**Exercise description:** Please transcribe each of the records exactly as given.

**Information shown:**
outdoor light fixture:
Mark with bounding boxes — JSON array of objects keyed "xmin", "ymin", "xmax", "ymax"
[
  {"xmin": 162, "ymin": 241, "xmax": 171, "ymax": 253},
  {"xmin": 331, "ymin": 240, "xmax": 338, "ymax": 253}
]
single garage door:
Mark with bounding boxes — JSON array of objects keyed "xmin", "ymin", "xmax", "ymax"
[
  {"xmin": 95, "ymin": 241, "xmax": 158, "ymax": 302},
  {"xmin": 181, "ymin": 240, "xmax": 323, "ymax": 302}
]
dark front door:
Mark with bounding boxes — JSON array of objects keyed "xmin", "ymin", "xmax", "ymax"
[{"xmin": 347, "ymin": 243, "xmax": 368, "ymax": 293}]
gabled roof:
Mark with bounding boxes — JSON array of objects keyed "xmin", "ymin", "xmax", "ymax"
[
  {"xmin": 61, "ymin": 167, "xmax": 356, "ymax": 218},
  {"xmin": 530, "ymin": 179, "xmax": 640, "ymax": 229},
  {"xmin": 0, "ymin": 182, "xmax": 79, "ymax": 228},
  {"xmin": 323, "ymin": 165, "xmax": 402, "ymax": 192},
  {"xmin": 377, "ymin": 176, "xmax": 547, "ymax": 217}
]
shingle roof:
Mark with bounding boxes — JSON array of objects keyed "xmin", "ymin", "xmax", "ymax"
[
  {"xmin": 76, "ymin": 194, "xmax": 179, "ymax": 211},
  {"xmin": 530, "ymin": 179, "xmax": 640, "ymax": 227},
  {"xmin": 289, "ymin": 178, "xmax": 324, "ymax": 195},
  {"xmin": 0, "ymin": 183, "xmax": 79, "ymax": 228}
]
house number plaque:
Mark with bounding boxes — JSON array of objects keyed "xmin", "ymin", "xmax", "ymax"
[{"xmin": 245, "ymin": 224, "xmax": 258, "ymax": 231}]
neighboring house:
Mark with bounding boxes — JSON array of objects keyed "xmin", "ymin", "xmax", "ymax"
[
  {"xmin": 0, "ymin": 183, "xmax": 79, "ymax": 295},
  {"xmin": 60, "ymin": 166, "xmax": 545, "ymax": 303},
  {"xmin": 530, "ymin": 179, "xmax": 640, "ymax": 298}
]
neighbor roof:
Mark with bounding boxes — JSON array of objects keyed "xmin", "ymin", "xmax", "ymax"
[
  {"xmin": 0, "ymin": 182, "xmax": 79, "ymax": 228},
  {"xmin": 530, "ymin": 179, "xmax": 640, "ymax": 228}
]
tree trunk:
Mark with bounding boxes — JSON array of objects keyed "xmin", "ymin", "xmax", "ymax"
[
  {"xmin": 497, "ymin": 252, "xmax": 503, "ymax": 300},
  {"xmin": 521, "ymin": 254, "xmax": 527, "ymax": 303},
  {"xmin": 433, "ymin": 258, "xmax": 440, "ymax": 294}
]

**Response area:**
outdoor light fixture:
Mark with bounding boxes — JSON array of objects keyed "xmin", "ymin", "xmax", "ymax"
[
  {"xmin": 162, "ymin": 241, "xmax": 171, "ymax": 253},
  {"xmin": 331, "ymin": 240, "xmax": 338, "ymax": 253}
]
single garage door:
Mark with bounding boxes — JSON array of objects keyed "xmin", "ymin", "xmax", "ymax"
[
  {"xmin": 95, "ymin": 241, "xmax": 158, "ymax": 302},
  {"xmin": 181, "ymin": 240, "xmax": 323, "ymax": 302}
]
dark front door:
Mark with bounding boxes — JSON array of objects keyed "xmin", "ymin", "xmax", "ymax"
[{"xmin": 347, "ymin": 243, "xmax": 368, "ymax": 293}]
gabled roof:
Mark with bounding boxes — JSON array of objects keyed "xmin", "ymin", "xmax", "ymax"
[
  {"xmin": 61, "ymin": 167, "xmax": 356, "ymax": 218},
  {"xmin": 530, "ymin": 179, "xmax": 640, "ymax": 229},
  {"xmin": 0, "ymin": 182, "xmax": 79, "ymax": 228},
  {"xmin": 323, "ymin": 165, "xmax": 402, "ymax": 192},
  {"xmin": 377, "ymin": 176, "xmax": 547, "ymax": 217}
]
shingle roof:
Mark with bounding boxes — JSON array of objects keyed "xmin", "ymin", "xmax", "ymax"
[
  {"xmin": 76, "ymin": 194, "xmax": 179, "ymax": 211},
  {"xmin": 530, "ymin": 179, "xmax": 640, "ymax": 227},
  {"xmin": 289, "ymin": 178, "xmax": 324, "ymax": 195},
  {"xmin": 0, "ymin": 183, "xmax": 79, "ymax": 228}
]
house number plaque:
Mark with bounding boxes — JSON array of objects keyed "xmin", "ymin", "xmax", "ymax"
[{"xmin": 245, "ymin": 224, "xmax": 258, "ymax": 231}]
neighboring house:
Mark with bounding boxes — JSON array of objects keyed "xmin", "ymin", "xmax", "ymax"
[
  {"xmin": 0, "ymin": 183, "xmax": 79, "ymax": 295},
  {"xmin": 60, "ymin": 166, "xmax": 545, "ymax": 303},
  {"xmin": 530, "ymin": 179, "xmax": 640, "ymax": 298}
]
neighbor roof:
Mark with bounding boxes — JSON array of objects keyed "xmin", "ymin", "xmax", "ymax"
[
  {"xmin": 0, "ymin": 182, "xmax": 79, "ymax": 228},
  {"xmin": 530, "ymin": 179, "xmax": 640, "ymax": 228}
]
tree trunk:
Mark with bounding boxes — JSON array of objects keyed "xmin", "ymin", "xmax", "ymax"
[
  {"xmin": 497, "ymin": 252, "xmax": 503, "ymax": 300},
  {"xmin": 521, "ymin": 254, "xmax": 527, "ymax": 303},
  {"xmin": 433, "ymin": 258, "xmax": 440, "ymax": 294}
]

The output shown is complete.